→ SELECTED EXTRACT
Where are your mess of sons to back you now?
The wanton Edward and the lusty George?
And where’s that valiant crook-back prodigy,
Dicky your boy, that with his grumbling voice
Was wont to cheer his dad in mutinies?
Or, with the rest, where is your darling Rutland?
Look, York: I stain’d this napkin with the blood
That valiant Clifford with his rapier’s point
Made issue from the bosom of the boy;
And if thine eyes can water for his death,
I give thee this to dry thy cheeks withal.
Alas, poor York! but that I hate thee deadly,
I should lament thy miserable state.
I prithee, grieve, to make me merry, York.
What, hath thy fiery heart so parch’d thine entrails
That not a tear can fall for Rutland’s death?
Why art thou patient, man? Thou shouldst be mad;
And I, to make thee mad, do mock thee thus.
Stamp, rave, and fret, that I may sing and dance.
Thou wouldst be fee’d, I see, to make me sport;
York cannot speak unless he wear a crown.
A crown for York! – and, lords, bow low to him.
Hold you his hands whilst I do set it on.

She puts a paper crown on York’s head.

Ay, marry, sir, now looks he like a king!
Ay, this is he that took King Henry’s chair,
And this is he was his adopted heir.
But how is it that great Plantagenet
Is crown’d so soon and broke his solemn oath?
As I bethink me, you should not be king
Till our King Henry had shook hands with death.
And will you pale your head in Henry’s glory,
And rob his temples of the diadem,
Now in his life, against your holy oath?
O, ’tis a fault too too unpardonable!
Off with the crown and with the crown his head;
And, whilst we breathe, take time to do him dead.

Unfamiliar Language

Wrought: Reached
Revell’d: Outburst
Preachment: Sermon/Lecture
High Descent: Important Ancestors
Wanton: Wild
Wont: Likely
Rapier: Sword
Bosom: Chest
Merry: Happy
Fee’d: Paid
Sport: Play/Entertain

Modern Translation

Brave warriors Clifford and Northumberland,
Come, make him stand on this molehill over here,
He tried to capture mountains with his outstretched arms,
But only got their shadows.

What were you supposed to be the King of England?
Wasn’t it you who had a tantrum in halls of our parliament
And carried on about your great lineage?
Where is your gang of children to back you up now?
The wild Edward and the sex crazed George?
And where’s that brave hunchbacked child of yours, Dicky?
With his grumbling voice was likely to cheer on his dear dad as he committed mutiny?
What about the rest? Where is your dear Rutland?
Look at this York, I’ve got a hanky stained with his blood from where
The valiant Clifford just stabbed him in the chest.
And if you cry over his death I’ll give this hanky to dry them.
Oh poor York! If I didn’t hate you so much I might feel bad about how sad you are.
I bed you, cry for me to make me happy.
What? Has your fiery heart dried up all your tears and now you can;t shed one for Rutland?
Why are you so calm? You should be going crazy! I’ll make you crazy by mocking you.
Stamp! Go crazy! Panic so I can sing and dance!
Oh I see, you must be paid to entertain me.
York can’t speak unless he has a crown?
A crown for York! And you two soldiers hold him down while I put it on.

→ LIST OF TASKS
(1) In the original verse of the play excerpt, list the names the speaker gives when asking York where his sons are.
(2) From the play excerpt, copy the passage that begins at the words "The wanton Edward" and stops after the words "dad in mutinies?".
The listing has no connection to the play excerpt.

→ STORED DATA
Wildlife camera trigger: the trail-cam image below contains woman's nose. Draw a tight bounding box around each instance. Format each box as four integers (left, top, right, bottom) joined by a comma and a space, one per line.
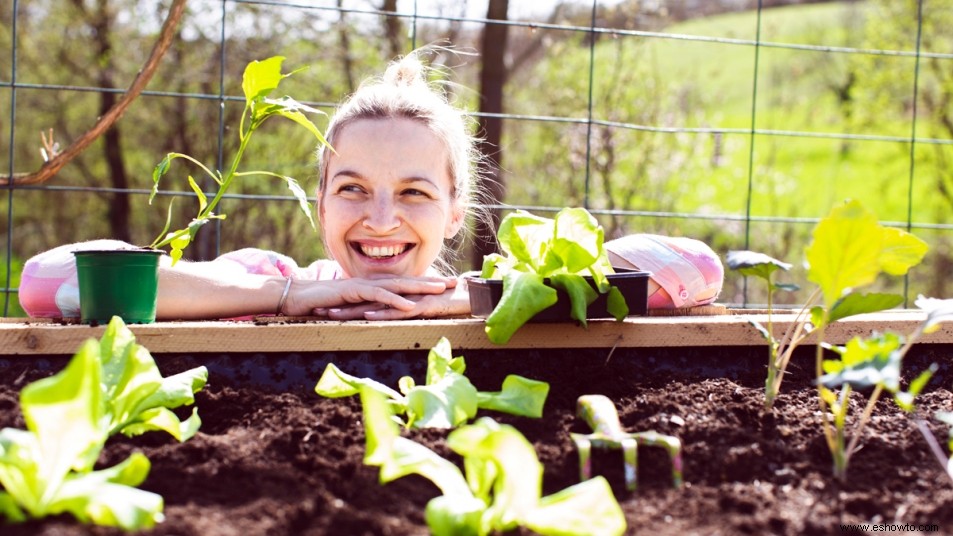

→ ANSWERS FOR THE EXERCISE
(1) Edward, George, Dicky, Rutland

(2)
The wanton Edward and the lusty George?
And where’s that valiant crook-back prodigy,
Dicky your boy, that with his grumbling voice
Was wont to cheer his dad in mutinies?